(Entries from an annotation dataset)
>>>
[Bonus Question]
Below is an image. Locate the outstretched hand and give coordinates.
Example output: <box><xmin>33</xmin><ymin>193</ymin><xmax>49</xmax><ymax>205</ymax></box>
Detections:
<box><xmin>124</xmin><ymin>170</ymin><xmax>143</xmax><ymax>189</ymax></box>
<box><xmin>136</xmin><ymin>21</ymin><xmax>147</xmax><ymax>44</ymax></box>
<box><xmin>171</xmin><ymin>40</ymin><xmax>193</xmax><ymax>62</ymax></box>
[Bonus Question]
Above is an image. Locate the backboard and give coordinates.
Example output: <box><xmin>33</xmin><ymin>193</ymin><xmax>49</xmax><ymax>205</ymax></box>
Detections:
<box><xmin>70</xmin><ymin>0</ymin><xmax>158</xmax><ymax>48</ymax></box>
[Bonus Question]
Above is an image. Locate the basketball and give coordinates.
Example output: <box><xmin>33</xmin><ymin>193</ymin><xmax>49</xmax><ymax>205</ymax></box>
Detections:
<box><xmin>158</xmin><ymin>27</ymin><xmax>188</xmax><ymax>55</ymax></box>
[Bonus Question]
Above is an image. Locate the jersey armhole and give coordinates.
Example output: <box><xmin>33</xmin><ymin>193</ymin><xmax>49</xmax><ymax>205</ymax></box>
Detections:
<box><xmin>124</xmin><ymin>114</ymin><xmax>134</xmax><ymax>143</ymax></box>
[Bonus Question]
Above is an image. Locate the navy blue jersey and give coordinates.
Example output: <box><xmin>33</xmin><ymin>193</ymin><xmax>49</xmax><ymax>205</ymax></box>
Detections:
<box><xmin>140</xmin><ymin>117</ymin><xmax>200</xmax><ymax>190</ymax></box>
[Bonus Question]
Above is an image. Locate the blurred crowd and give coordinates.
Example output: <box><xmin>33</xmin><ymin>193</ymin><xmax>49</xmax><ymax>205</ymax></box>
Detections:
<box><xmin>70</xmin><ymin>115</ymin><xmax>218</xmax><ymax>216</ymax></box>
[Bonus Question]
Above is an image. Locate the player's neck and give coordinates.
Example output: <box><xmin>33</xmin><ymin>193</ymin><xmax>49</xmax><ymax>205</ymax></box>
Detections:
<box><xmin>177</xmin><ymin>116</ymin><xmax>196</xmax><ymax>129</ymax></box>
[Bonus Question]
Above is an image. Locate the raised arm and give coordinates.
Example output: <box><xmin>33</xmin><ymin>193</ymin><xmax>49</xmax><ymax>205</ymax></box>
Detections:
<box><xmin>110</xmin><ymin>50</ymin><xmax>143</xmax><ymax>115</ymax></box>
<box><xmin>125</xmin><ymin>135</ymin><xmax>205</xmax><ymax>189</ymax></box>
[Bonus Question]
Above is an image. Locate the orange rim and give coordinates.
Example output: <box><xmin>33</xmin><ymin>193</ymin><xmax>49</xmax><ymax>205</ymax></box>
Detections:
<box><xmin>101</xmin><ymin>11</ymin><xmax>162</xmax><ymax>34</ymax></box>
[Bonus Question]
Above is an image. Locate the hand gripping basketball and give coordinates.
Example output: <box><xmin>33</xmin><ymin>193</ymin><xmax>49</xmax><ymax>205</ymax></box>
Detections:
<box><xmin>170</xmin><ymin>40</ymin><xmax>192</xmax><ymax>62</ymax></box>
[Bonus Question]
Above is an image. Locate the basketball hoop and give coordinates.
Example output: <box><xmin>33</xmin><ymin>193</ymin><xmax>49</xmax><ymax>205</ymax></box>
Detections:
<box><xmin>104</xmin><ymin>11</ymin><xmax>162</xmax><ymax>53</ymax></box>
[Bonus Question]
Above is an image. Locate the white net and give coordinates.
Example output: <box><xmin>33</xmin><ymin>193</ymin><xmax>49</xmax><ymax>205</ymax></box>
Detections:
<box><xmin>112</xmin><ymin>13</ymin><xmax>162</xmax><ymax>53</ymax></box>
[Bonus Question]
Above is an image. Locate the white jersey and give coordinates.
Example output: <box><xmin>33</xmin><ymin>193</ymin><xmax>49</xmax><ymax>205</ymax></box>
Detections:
<<<
__Task brief__:
Please find every line in the entries above that contains the word "jersey" and copy each of those lines in full. Match the word with its case.

__Result__:
Above is an image. Locate the jersey armhole and give coordinates.
Above is an image. Locate the navy blue jersey and give coordinates.
Above is an image. Locate the white jersey and give coordinates.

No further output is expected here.